> [Problem statement] Reproduce the entries below word for word, from their first line through the line that contains "A representative example".

☆ ☆ ☆ ☆

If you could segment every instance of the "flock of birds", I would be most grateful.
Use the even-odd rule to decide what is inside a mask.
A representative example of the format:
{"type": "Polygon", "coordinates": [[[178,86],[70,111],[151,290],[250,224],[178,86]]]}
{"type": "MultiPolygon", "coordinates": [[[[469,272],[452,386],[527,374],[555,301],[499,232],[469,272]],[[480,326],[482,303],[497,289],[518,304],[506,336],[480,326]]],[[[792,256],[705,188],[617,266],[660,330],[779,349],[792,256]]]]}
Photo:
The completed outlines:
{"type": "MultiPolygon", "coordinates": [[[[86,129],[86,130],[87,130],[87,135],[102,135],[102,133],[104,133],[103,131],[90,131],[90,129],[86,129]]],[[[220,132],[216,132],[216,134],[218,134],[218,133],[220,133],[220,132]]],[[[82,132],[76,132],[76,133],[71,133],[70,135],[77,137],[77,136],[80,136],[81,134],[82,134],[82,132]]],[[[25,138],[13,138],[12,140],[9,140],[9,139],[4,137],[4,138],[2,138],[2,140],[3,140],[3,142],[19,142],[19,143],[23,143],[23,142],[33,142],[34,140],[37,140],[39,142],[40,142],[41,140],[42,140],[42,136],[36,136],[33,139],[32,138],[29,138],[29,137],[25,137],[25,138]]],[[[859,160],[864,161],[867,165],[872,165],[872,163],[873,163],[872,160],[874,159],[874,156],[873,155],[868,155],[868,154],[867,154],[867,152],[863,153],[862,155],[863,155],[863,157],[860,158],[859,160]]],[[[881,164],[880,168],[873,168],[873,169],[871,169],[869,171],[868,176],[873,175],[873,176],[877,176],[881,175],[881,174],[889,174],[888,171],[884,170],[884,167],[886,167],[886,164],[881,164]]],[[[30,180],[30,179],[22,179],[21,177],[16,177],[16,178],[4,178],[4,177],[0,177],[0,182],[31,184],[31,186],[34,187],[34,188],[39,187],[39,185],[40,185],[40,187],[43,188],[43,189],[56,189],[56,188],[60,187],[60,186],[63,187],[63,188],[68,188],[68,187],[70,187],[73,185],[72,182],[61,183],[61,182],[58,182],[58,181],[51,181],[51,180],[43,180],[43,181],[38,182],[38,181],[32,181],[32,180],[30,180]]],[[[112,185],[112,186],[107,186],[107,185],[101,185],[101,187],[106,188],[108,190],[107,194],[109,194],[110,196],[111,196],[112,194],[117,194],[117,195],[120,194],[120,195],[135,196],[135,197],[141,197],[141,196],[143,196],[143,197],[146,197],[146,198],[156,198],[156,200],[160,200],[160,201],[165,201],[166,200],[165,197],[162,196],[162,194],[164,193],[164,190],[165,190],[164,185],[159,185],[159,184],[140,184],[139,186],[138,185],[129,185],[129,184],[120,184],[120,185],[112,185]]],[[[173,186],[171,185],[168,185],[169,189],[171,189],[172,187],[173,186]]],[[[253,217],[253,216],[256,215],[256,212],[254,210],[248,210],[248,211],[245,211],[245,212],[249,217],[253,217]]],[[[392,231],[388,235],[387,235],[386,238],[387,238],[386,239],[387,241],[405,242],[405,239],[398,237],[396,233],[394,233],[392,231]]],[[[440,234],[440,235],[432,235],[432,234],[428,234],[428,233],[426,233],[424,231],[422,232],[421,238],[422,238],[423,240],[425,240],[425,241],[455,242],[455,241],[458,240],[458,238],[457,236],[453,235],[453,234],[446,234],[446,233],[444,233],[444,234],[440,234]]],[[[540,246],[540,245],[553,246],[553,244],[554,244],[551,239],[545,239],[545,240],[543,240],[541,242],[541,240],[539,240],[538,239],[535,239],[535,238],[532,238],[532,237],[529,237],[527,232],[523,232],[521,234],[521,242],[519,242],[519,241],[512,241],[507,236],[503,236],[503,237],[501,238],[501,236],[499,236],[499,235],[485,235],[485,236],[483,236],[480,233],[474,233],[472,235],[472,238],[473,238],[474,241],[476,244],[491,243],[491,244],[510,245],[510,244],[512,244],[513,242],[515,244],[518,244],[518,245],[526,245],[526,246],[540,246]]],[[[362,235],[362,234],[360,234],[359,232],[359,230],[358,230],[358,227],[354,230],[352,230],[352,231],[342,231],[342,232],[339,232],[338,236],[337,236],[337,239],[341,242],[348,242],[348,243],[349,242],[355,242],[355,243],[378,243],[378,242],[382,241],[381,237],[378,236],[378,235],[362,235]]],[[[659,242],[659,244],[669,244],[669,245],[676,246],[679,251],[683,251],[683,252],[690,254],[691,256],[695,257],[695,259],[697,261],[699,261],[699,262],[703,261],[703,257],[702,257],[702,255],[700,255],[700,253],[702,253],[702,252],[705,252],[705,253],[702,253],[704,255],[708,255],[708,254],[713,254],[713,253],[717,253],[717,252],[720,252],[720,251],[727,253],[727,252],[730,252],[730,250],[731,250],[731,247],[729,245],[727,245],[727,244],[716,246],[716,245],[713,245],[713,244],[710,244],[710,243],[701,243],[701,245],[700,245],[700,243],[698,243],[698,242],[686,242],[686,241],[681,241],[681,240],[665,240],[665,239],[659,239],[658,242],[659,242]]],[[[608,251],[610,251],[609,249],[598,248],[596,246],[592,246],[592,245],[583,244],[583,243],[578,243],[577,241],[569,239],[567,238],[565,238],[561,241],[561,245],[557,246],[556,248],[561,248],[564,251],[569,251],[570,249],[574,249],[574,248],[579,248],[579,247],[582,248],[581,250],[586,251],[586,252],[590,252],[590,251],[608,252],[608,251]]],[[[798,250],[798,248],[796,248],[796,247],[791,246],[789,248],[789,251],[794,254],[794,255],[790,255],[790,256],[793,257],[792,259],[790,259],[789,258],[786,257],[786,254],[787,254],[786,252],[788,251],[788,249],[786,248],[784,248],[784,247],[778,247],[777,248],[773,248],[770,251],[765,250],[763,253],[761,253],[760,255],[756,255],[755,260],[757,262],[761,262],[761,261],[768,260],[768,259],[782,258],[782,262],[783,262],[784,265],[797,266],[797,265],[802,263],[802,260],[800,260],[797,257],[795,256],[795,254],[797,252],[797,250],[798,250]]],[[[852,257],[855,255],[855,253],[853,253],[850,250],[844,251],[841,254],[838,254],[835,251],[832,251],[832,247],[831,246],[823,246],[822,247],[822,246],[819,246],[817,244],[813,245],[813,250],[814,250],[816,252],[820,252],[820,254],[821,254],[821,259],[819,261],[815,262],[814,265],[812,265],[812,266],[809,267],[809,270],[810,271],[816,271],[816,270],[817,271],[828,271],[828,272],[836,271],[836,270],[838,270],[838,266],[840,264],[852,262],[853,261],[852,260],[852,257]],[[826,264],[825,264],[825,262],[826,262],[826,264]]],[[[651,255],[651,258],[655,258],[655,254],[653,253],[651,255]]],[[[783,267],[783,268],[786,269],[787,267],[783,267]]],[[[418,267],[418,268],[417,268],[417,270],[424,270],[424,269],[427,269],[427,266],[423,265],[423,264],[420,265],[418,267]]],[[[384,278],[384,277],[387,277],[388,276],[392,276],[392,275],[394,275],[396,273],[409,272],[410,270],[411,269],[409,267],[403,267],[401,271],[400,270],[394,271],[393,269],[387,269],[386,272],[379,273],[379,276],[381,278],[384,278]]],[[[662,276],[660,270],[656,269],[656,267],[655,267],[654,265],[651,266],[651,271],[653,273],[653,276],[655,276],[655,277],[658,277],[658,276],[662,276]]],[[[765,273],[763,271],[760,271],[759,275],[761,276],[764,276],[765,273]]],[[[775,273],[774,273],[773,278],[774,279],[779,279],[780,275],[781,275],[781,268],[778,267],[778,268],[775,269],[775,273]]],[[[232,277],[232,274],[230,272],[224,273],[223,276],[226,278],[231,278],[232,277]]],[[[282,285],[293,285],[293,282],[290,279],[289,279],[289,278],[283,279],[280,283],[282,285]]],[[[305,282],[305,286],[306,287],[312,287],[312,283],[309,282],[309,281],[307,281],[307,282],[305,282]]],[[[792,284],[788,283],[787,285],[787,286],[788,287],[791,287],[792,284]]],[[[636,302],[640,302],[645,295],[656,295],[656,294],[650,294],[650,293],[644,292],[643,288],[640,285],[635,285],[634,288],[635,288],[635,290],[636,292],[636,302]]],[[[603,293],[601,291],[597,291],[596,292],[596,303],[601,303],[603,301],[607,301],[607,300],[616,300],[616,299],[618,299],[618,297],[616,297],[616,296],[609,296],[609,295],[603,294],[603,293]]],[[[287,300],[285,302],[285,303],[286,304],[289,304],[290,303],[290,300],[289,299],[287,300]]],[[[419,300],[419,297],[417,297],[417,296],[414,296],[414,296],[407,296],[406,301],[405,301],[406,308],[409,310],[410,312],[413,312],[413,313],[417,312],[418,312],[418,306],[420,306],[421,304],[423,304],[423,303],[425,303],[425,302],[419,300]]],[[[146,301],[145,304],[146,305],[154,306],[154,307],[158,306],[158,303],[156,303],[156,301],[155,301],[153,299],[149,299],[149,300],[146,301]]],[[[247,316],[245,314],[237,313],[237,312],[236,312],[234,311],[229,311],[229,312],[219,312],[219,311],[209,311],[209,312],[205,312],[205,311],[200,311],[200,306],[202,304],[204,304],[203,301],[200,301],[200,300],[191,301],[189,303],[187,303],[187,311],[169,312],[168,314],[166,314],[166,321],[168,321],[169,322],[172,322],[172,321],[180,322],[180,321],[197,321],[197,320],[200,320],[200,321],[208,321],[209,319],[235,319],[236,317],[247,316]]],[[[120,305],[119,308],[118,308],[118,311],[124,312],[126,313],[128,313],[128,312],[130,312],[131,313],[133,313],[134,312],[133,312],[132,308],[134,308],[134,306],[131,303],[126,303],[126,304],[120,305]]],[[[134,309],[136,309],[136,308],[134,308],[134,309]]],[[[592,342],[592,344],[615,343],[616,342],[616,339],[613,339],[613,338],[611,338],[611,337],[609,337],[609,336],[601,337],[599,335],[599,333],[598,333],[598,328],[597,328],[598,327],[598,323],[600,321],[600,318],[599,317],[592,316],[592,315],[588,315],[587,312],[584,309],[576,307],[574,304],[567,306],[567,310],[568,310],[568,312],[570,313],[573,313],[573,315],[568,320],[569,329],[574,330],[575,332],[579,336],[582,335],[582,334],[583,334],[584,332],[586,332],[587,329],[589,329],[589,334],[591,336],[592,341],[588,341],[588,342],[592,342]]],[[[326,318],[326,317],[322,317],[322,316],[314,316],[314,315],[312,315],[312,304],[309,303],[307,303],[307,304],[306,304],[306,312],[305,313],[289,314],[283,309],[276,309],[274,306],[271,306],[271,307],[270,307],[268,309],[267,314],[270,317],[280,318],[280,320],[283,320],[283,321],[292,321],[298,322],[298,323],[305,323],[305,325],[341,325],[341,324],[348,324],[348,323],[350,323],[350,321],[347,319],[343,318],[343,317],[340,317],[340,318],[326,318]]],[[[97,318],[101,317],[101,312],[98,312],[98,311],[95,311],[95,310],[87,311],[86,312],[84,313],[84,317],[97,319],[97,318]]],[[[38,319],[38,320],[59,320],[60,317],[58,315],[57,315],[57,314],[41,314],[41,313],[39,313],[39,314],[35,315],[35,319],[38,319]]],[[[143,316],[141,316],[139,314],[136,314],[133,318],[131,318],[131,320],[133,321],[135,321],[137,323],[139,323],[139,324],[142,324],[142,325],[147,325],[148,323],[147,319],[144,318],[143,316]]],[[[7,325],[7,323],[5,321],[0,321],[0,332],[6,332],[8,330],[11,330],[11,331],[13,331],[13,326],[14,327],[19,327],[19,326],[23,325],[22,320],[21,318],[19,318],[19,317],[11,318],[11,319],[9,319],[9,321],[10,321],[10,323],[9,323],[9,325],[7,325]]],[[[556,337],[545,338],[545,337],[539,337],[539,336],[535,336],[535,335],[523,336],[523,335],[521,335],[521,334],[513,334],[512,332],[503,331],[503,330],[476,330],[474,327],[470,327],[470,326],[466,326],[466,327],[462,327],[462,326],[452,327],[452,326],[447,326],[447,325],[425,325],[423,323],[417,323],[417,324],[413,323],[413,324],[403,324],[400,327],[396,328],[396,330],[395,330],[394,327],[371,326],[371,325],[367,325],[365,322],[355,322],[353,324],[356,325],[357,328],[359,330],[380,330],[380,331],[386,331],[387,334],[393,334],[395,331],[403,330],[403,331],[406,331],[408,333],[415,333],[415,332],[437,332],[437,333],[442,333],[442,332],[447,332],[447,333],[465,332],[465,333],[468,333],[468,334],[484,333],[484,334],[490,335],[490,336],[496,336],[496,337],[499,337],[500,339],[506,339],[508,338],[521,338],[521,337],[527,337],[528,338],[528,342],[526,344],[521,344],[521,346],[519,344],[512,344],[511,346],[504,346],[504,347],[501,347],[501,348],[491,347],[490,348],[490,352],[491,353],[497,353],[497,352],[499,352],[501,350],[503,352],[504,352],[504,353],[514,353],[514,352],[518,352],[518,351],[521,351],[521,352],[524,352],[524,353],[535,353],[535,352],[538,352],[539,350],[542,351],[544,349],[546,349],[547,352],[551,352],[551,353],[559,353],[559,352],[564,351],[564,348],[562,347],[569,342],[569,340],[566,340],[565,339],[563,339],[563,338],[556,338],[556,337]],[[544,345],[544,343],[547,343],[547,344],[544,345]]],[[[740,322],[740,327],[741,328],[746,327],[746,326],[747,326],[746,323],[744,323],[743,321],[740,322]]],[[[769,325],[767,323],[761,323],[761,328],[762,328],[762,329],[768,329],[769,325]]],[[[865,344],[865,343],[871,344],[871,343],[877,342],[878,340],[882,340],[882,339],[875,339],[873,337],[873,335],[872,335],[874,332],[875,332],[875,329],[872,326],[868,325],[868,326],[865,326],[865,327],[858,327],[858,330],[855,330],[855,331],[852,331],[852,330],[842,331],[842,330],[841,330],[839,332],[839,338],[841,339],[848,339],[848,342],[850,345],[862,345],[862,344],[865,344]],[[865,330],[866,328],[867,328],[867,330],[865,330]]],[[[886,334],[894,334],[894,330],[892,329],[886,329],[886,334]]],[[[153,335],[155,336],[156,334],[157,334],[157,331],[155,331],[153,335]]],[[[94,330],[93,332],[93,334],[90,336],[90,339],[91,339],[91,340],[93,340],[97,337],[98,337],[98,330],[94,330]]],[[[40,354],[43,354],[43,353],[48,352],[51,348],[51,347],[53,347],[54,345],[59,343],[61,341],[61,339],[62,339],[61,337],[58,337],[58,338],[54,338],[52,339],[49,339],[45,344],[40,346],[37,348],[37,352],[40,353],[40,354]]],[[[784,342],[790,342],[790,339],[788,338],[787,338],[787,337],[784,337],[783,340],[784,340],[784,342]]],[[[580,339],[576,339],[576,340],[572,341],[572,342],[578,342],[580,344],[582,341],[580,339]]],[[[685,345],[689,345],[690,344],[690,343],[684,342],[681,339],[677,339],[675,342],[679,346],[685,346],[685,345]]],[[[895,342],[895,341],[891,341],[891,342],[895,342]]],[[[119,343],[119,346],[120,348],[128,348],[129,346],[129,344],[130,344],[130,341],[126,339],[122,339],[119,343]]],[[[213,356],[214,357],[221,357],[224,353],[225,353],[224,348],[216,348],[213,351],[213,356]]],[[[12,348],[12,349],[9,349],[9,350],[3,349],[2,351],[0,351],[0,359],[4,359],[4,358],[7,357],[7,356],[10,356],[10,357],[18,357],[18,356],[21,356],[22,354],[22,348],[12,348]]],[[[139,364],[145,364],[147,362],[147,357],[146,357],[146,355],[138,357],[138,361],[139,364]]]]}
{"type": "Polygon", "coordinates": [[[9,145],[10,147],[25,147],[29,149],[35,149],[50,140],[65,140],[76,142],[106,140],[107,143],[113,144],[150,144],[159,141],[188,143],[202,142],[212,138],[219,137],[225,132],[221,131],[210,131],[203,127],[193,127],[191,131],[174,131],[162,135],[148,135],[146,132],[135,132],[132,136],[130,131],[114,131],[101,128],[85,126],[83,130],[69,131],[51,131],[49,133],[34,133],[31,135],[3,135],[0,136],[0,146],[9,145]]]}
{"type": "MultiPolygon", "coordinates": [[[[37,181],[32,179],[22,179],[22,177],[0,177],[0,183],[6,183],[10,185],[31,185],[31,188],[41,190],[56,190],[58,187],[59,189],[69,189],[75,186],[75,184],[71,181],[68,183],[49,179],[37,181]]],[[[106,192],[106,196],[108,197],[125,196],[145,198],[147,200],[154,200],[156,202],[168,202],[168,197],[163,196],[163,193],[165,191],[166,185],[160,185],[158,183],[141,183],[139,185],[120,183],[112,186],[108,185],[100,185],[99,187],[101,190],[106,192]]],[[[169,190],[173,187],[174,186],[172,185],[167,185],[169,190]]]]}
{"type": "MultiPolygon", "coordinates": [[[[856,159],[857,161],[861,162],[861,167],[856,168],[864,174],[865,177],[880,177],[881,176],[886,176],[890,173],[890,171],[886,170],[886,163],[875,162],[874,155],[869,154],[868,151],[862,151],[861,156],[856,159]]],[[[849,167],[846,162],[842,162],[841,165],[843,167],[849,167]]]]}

☆ ☆ ☆ ☆

> [Problem solution]
If you could segment every instance of the "flock of birds", I would be most grateful.
Use the even-odd rule to decide what is inside a mask.
A representative example of the format:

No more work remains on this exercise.